#### Page extract
....

Atomic models of Ku. A, graph showing a comparison of R_G values for all 10,000 models obtained in MD conformational sampling with their maximal dimensions. The values for the best fit model (red dots) and MES ensemble (cyan) with five conformers are indicated. The distribution of R_G values (40–54 Å) for MES conformers indicates flexibility of the Ku80CTR. The MES fit to the experimental data is shown in Fig. 1A. B, the best fit model of Ku (χ² = 4.0) for Ku70 (blue) and Ku80 (cyan) shown schematically. C, five MES-selected conformers (χ² = 2.8), representing the probable conformational space adopted by the Ku80CTR domain. The positions of the Ku80CTR shown schematically are highlighted (red stars). MES conformers are superimposed on the Ku crystal structure (Protein Data Bank code 1jeq) shown in a surface representation.

FIGURE 3.

DNA-PKcs solution assemblies with and without DNA. A, top, two P(r) functions for DNA-PKcs alone calculated for two independent data sets shown in supplemental Fig. S3A. Middle, schematic view of DNA-PKcs adapted from cryo-EM reconstructions (41) with colored head (yellow) and palm (blue) regions. SAXS, two views of representative SAXS envelope rotated by 90° with head (yellow) and palm (blue) regions highlighted, as displayed in a volumetric representation. EM, cryo-EM envelopes (rotated by 90°) obtained for DNA-PKcs (41) and colored as above. See supplemental Fig. S4 for added structural analyses. B, DNA-PKcs dimers, showing the P(r) function, a schematic model, two views of representative SAXS envelope, and cryo-EM envelopes as in A. The inset shows the DNA-PKcs dimer described by cryo-EM (44). C, DNA-PKcs plus 40-bp HP-DNA, showing the P(r) function, a schematic model, and two views of representative SAXS envelope, as in A. D, DNA-PKcs plus 40-bp Y-DNA, showing the P(r) function, a schematic model, two views of representative SAXS envelope, and a cryo-EM three-dimensional reconstruction as in A. E, DNA-PKcs·Ku·40-bp HP-DNA, showing the P(r) function, a schematic model, and two views of representative SAXS envelope as in C. Ku is shown in pink/purple in the schematic and the SAXS envelopes. F, DNA-PKcs·Ku·40-bp Y-DNA, showing the P(r) function, a schematic model, two views of representative SAXS envelope, and a reconstructed cryo-EM envelope, obtained for DNA-PKcs·Ku·DNA (40).

FIGURE 4.

Autophosphorylation of DNA-PKcs causes a large conformational change and opening of the structure. A, purified DNA-PKcs and Ku were preincubated in the absence of ATP (control) or in the presence of either ATP or the non-hydrolyzable ATP analogue, AMP-PNP. Reactions were analyzed by SDS-PAGE and Western blot using an antibody to amino acids 2016–2136 of DNA-PKcs (see the supplemental material for details). The box highlights the region of the gel corresponding to the putative conformational change. B, P(r) functions calculated for the two data sets measured for DNA-PKcs (red and black) and two data sets measured for phospho-DNA-PKcs (P-DNA-PKcs) (orange and blue). Corresponding SAXS profiles are shown in supplemental Fig. S11. C, single (top) and average (bottom) SAXS envelope for DNA-PKcs (yellow, blue) and phospho-DNA-PKcs (orange, gold) are displayed in a clipped volumetric representation. Head and palm regions are highlighted. The enclosed cavity in the head region, which can be localized in the SAXS and EM envelopes (see Ref. 41), is highlighted by the green arrow. Unclipped envelopes are shown in the middle panel. D, schematic model describing proposed conformational changes during autophosphorylation of DNA-PKcs.

....

#### Available data
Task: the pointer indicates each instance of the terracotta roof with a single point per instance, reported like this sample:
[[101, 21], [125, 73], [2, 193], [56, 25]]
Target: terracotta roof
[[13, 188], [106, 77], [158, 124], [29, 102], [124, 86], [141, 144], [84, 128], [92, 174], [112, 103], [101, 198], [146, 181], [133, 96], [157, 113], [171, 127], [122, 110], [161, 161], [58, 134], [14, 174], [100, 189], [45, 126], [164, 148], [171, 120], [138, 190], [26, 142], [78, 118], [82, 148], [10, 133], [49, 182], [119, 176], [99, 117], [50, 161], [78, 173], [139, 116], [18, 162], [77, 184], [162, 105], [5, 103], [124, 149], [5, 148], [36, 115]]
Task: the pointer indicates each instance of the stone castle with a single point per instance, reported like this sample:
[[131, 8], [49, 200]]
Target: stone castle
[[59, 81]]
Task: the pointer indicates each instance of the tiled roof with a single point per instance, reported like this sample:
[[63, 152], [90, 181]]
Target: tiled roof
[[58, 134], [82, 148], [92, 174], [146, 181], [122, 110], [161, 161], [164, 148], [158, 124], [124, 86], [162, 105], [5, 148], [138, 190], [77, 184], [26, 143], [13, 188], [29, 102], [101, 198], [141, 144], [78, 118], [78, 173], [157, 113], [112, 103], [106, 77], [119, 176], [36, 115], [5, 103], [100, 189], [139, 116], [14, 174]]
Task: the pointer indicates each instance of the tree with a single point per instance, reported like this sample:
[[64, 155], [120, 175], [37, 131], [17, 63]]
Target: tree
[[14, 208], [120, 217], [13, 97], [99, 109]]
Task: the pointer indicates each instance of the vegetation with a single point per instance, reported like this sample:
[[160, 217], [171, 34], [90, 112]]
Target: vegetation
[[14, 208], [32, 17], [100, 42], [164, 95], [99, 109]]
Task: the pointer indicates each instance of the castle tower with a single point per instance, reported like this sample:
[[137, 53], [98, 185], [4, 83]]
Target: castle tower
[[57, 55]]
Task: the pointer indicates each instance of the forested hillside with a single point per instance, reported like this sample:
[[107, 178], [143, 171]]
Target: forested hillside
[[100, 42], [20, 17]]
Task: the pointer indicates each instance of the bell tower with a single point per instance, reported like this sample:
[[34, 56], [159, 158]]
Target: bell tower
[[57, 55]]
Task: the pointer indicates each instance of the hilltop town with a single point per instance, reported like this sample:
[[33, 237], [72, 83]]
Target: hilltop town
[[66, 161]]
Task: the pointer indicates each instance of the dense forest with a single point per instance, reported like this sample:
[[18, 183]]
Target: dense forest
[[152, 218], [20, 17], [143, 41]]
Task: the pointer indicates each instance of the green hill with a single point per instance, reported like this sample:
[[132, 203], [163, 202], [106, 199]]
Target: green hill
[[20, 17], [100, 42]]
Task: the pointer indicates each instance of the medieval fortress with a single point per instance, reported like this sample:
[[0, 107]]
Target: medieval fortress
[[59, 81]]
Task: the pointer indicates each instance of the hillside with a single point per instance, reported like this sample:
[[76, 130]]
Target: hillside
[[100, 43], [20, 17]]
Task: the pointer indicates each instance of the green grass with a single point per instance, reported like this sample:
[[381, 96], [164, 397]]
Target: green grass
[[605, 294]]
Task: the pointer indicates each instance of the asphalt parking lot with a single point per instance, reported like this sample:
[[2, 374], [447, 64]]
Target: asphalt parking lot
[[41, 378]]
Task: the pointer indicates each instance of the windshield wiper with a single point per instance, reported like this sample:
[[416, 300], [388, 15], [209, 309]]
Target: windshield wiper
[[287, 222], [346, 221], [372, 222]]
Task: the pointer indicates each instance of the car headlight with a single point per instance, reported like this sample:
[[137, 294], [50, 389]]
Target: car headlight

....

#### Actions to take
(a) Reproduce the passage of the Ku and DNA-PKcs figure legends starting at "Atomic models of" and ending at "a surface representation.".
(b) Answer these questions from the Ku and DNA-PKcs figure legends:
(i) What Protein Data Bank code is given for the Ku crystal structure?
(ii) In the DNA-PKcs schematic adapted from cryo-EM reconstructions, what color is the head region?
(iii) What non-hydrolyzable ATP analogue was used in the preincubation of DNA-PKcs and Ku?

#### Activity answers
(a)
Atomic models of Ku. A, graph showing a comparison of R_G values for all 10,000 models obtained in MD conformational sampling with their maximal dimensions. The values for the best fit model (red dots) and MES ensemble (cyan) with five conformers are indicated. The distribution of R_G values (40–54 Å) for MES conformers indicates flexibility of the Ku80CTR. The MES fit to the experimental data is shown in Fig. 1A. B, the best fit model of Ku (χ² = 4.0) for Ku70 (blue) and Ku80 (cyan) shown schematically. C, five MES-selected conformers (χ² = 2.8), representing the probable conformational space adopted by the Ku80CTR domain. The positions of the Ku80CTR shown schematically are highlighted (red stars). MES conformers are superimposed on the Ku crystal structure (Protein Data Bank code 1jeq) shown in a surface representation.

(b)
(i) 1jeq
(ii) Yellow
(iii) AMP-PNP